Kaplan v. Barnett: Another perspective

I would not have posted on this, but it seems that Kaplan's article on How we would fight China in The Atlantic Monthly has generated a lot of buzz. Thomas Barnett did a great piece on it in his May 16 newsletter and that in turn has generated some responses. The one I am responding to can be found at http://www.cominganarchy.com/ under the title Curzon’s New Map: Cold War II. The reason I respond to this is because I believe that he failed to understand exactly what Barnett was saying in his newsletter, blog and book. In order to understand the exchange I advise you to read Kaplan’s piece which can easily be found in full here. Then read Barnett’s piece above, and Curzon’s piece after. If you have the time and energy you can also read my response. Enjoy.

Response to Curzon’s New Map:

Reading your post, I don’t think you have read Barnett’s blog on a regular basis, and if you have, you’ve missed a few things. There’s a difference between fear mongering and preparation. Fear mongering is exactly what Kaplan and by extension, the U.S, navy have been doing. Kaplan to keep his closely guarded VIP status with the navy, and the navy in a bid to legitimize its argument that its budgetary appropriations not be cut, or shifted to other services. Kaplan’s article engages in the worst kind of fear mongering by just asserting without any facts that China will attack the U.S., without stating why it would do so or under what circumstances. As Barnett said, who cares, let’s just get down to the fun part; in other words it just happens. Preparation is acknowledging a threat and taking steps to counter it based on informed analysis; this does not mean asserting a threat exists and beginning preparation for war, without understanding what the threat actually entails.

While there are many reasons why we would end up in war with China, there are also many others that would hedge against it. Yes, China is a rising power and true they are building up their military. However, this buildup will take at least a decade to even come close to matching U.S. military prowess.

Barnett is not arguing that we should just assume that China will not attack us, or that if they do we should be confident that we can handle them. What he is saying is, that we should engage them now that we are in a position of strength, to smooth our or resolve outstanding issues and differences while at the same time working on common problems to engender a measure of trust and respect between the two sides.

If’ you’ve read PNM or Barnett’s blog, you would have noticed that Barnett doesn’t argue that we should give up our overwhelming military superiority, rather he argues for repositioning our forces to address current and future threats. One of his answers is to create two forces within our military. The first would be a Leviathan force, composed mainly of the Air Force and the Navy, to take on any and all adversaries with overwhelming power and precision. That is using our air and naval superiority to pulverize the enemy’s forces and will to fight. This doesn’t mean ceasing to invest in our superior military power, but doing it more efficiently by building the type of military we will need to confront threats and not the one we would like to have to fight future dreamt up scenarios. If you also notice, he used the term Leviathan to denote that we should maintain this superiority.

######

TASK REQUIREMENTS =
• a. Return the Kaplan v. Barnett essay's wording from "While there are" to "the two sides." without any changes.
• b. Take the Kaplan v. Barnett essay further, picking up after its final sentence.

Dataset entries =
######

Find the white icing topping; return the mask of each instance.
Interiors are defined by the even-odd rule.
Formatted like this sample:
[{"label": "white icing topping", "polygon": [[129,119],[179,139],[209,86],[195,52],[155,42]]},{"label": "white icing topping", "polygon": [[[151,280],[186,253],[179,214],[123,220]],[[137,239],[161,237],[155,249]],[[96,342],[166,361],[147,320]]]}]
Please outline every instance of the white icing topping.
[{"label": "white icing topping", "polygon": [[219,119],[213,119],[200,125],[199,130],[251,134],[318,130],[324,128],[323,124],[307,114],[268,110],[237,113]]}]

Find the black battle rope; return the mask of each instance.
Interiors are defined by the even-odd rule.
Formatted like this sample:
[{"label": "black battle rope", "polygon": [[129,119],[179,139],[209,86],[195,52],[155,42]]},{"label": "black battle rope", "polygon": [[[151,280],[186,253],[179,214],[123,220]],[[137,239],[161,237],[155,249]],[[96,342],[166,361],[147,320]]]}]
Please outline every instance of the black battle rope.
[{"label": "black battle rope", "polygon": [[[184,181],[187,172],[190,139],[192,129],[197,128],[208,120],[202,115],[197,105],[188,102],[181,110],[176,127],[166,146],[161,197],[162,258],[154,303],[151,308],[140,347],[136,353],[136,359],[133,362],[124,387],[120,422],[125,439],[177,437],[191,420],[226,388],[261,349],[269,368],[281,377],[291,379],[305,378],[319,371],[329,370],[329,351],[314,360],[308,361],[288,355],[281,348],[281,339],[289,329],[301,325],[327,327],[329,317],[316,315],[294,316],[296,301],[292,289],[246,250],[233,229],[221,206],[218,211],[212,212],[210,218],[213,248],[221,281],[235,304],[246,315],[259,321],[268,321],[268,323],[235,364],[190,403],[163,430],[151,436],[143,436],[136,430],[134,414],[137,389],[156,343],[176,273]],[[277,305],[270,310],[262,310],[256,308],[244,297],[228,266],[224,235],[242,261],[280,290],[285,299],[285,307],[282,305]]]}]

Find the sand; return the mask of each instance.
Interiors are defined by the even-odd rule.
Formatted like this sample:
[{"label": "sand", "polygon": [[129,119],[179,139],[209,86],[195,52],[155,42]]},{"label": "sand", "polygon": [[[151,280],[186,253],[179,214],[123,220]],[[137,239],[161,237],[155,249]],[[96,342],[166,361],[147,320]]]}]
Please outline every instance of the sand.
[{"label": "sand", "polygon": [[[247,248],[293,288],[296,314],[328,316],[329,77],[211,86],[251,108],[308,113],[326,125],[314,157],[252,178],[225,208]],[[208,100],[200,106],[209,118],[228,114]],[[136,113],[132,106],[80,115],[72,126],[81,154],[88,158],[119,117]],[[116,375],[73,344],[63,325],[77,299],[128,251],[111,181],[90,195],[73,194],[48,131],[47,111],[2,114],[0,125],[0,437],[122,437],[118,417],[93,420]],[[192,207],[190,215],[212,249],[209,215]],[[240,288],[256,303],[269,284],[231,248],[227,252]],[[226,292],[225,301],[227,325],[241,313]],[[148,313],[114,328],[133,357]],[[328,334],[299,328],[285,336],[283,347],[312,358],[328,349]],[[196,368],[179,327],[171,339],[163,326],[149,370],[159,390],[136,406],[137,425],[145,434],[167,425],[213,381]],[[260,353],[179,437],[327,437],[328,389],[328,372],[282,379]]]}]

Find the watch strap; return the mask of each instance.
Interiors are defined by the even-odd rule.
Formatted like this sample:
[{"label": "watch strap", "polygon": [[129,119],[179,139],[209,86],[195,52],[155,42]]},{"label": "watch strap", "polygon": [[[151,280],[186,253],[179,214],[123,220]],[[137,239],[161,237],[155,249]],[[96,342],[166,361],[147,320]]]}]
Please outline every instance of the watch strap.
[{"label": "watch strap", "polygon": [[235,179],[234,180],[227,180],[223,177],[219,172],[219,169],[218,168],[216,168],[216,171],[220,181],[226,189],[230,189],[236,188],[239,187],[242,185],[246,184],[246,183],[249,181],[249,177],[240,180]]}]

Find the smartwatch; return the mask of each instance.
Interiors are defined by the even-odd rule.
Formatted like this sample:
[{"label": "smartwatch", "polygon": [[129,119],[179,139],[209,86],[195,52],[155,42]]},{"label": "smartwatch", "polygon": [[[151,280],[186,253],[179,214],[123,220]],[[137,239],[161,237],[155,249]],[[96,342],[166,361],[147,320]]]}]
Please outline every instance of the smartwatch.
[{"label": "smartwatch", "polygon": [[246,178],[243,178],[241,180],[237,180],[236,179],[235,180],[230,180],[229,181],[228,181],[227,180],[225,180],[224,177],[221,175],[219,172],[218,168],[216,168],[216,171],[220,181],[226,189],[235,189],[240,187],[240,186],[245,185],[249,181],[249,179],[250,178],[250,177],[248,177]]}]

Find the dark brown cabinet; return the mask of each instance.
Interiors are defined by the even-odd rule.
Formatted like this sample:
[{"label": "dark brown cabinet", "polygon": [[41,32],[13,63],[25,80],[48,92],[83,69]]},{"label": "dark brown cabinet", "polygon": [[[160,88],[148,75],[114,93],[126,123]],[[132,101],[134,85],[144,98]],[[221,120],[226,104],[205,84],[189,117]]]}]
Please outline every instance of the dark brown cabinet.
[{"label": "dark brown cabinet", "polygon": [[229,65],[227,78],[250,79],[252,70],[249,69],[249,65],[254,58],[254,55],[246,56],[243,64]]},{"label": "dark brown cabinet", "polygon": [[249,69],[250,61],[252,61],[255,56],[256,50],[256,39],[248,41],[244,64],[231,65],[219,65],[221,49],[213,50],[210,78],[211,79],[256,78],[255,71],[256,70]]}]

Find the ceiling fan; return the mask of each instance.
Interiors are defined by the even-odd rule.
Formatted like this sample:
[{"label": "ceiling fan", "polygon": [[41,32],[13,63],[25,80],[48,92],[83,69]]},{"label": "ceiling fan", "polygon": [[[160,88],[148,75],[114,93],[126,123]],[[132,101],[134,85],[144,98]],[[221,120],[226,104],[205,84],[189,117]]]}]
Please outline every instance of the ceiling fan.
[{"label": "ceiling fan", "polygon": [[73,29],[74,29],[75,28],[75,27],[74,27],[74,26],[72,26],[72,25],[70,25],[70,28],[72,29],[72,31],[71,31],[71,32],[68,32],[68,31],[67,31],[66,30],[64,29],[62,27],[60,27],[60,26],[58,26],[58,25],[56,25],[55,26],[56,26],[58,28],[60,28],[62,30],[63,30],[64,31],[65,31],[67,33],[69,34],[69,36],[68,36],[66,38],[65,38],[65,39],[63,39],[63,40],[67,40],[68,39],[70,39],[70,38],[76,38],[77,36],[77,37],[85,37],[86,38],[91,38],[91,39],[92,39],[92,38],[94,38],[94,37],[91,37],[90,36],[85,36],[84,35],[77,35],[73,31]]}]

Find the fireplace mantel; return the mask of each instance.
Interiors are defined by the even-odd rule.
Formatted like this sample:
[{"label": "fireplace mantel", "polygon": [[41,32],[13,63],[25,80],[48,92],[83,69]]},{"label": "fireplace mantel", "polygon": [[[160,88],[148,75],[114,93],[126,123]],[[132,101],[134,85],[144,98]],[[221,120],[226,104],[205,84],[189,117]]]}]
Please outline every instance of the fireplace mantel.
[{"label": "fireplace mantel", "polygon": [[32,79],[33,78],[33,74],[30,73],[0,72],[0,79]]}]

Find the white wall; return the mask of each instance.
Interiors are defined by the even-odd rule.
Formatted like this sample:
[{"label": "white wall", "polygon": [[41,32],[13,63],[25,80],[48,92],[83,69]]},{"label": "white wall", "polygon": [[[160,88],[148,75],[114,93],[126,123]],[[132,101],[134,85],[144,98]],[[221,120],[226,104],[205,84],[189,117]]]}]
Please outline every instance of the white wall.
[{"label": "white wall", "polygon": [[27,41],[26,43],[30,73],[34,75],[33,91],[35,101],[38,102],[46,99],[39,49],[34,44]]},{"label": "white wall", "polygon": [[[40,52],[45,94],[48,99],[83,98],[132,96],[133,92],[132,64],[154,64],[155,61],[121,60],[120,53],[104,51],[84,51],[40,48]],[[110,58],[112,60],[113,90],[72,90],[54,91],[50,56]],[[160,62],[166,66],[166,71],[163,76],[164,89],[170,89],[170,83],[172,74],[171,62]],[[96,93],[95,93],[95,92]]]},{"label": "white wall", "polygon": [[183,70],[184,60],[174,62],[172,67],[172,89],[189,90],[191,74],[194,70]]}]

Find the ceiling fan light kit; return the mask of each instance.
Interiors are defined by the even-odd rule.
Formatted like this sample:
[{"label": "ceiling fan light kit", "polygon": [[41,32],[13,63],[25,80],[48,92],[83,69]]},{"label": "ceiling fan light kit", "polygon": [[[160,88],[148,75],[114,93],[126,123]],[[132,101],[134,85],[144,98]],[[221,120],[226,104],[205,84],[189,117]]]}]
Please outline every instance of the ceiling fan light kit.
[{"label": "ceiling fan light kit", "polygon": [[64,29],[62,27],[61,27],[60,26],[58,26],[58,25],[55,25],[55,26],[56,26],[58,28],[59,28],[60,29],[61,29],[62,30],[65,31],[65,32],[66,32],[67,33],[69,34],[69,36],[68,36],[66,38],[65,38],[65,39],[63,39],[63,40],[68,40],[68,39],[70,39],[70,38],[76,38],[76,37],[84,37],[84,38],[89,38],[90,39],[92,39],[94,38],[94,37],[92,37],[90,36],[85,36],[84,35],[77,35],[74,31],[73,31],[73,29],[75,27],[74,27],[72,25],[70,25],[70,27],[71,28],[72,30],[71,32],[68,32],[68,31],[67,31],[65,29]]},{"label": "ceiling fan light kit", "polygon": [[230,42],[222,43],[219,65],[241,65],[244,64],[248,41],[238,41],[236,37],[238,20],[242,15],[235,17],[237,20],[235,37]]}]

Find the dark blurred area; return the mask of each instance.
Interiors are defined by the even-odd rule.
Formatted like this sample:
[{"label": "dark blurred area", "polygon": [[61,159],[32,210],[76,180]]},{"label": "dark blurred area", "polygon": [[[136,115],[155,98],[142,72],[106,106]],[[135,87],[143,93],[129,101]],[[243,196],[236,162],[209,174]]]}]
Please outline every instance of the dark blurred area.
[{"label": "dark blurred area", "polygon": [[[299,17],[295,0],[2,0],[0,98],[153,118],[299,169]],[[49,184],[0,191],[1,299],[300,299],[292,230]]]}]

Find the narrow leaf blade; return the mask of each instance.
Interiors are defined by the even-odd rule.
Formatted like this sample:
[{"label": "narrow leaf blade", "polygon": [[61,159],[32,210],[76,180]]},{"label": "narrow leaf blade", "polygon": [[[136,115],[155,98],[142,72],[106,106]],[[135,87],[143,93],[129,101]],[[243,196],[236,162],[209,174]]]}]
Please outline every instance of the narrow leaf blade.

######

ANSWER LIST =
• a.
While there are many reasons why we would end up in war with China, there are also many others that would hedge against it. Yes, China is a rising power and true they are building up their military. However, this buildup will take at least a decade to even come close to matching U.S. military prowess.

Barnett is not arguing that we should just assume that China will not attack us, or that if they do we should be confident that we can handle them. What he is saying is, that we should engage them now that we are in a position of strength, to smooth our or resolve outstanding issues and differences while at the same time working on common problems to engender a measure of trust and respect between the two sides.

• b.
The second type of force Barnett calls for is the System Administrator which would be composed of the Army and Marines. This second force would be capable of not only winning military engagements, but would also have the necessary skills to stabilize a country once we have defeated its military (something we so clearly lacked in Iraq). With these two forces and the cooperation of our allies, in either or both functions, we would be able to engage threats as they emerged and deal with them more effectively. The System Administrator Force would be geared to be more of a clean up force, to reconstruct the infrastructure and civil society the war has destroyed. For a better explanation of this read Barnett’s book or read through the archive of his blog.

Now moving on to your personal experience with some Chinese Nationals, I must just say, that I’ve had those same encounters with some Americans, who can’t but wait till we get it on with China, a la Kaplan’s Cold War II. The reason behind this is that many need an easily identifiable enemy (i.e. the Soviet Union). This was the case within our military, our leaders expected a rising China or a resurgent Russia, only to have 3000 civilians killed on September 11, 2001 by 19 guys using commercial airplanes as guided missiles. The reason the Pentagon got caught with its pants down was because it wanted an easily identifiable enemy like those of the past, and as such ignored the emerging reality in the world. Additionally, as my experience and that of others can show, one cannot gage the sentiments of a whole country based on a few conversations with some friends or colleagues overseas. This is particularly true of a country as complex as China.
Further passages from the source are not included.